[Document extract — start]

Source: OSISA
It's time to for all of us in southern Africa to make ourselves deliberately uncomfortable about the extent of gender-based violence and open ourselves up to new thinking about how we are manifestly failing in our mission
- given the empirical evidence of rising gender-based violence - and how we can change tack and bring some new thinking to the table.
This work remains seriously underfunded. Supporting victims is often small-scale, uncoordinated and under the radar. Attitudes towards gender-based violence in many local communities remain deeply troubling and unchallenged by our gender movement and our constitutional, human-rights work.
There is a powerful, persistent and malignant idea still out there in many communities that this violence is a marginal problem, confined to a small number of aberrant men. That it is just the problem that sometimes men "take it too far".
As gender activists we've let this happen to some extent. We've compartmentalised the problem, labelled it and boxed it into a marketable commodity for funding proposals to donors and governments. We've sought support for our work from only a narrow constituency of benevolent "gender" backstoppers and been content not to think outside of the box.
We've ghettoised this as a "women's issue" and therefore been content to leave the leadership of the challenge to the women's movement believing in the fallacy that it is a women's problem. We've allocated just enough resources to women's organisations to manage the dissent and pick up some of the pieces. We've patronised and marginalised the small number of men and men's organisations who've taken up the challenge to gender-based violence, drip-feeding their work and just about keeping it on life support.
The women's movement has done a sterling job in making this a real issue but I feel that now we all need to work far harder at doing something about it. This cannot just be the task of the women's movement. They need the whole of society to come on board.
The first sea change that needs to happen is that we start to view gender-based violence as a men's problem, which women suffer from.

[Document extract — finish]

> Description of the task:
Continue the opinion piece on gender-based violence in southern Africa, starting after its last sentence.

[Dataset section — start]

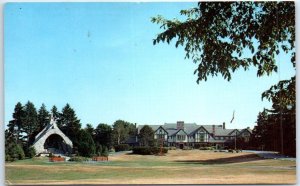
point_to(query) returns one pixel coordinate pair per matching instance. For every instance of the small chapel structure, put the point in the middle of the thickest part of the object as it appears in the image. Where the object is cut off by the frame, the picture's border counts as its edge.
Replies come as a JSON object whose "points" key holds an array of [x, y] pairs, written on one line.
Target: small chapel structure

[Dataset section — finish]

> Result of this task:
The resistance from some in the women's movement to seeing resources put into work with men and boys has to be dealt with. They need assurances that such funding will not be a "diversion" of resources away from valuable work with women survivors and advocacy that keeps the issue in national attention. Those who work with men and boys need to know that their work is valued and supported, that they can take it to scale.
There is an ever-increasing number of men who are working alongside of women, learning from women, but working in parts of male culture where, historically, there has been very little work done. But we need a lot more men involved; we're not even close to having a critical mass of men involved for our work on men's violence against women to be transformative.
We need adult men with power to feel responsible to deal with these issues but many of these men are turned off by our present strategies. The goal has to be to get men who do not abuse women and children to speak out against men who do. It may be sexist to say this but often men can say things that women cannot or men get listened to where women are not but it is true.
We will only make progress when men's violence against women is fundamentally seen as our problem as men. It's counter-productive how so much activism on GBV has been corralled into the "women's issues" arena and has excluded men. We've been outside the conversation, the thinking and the action for too long.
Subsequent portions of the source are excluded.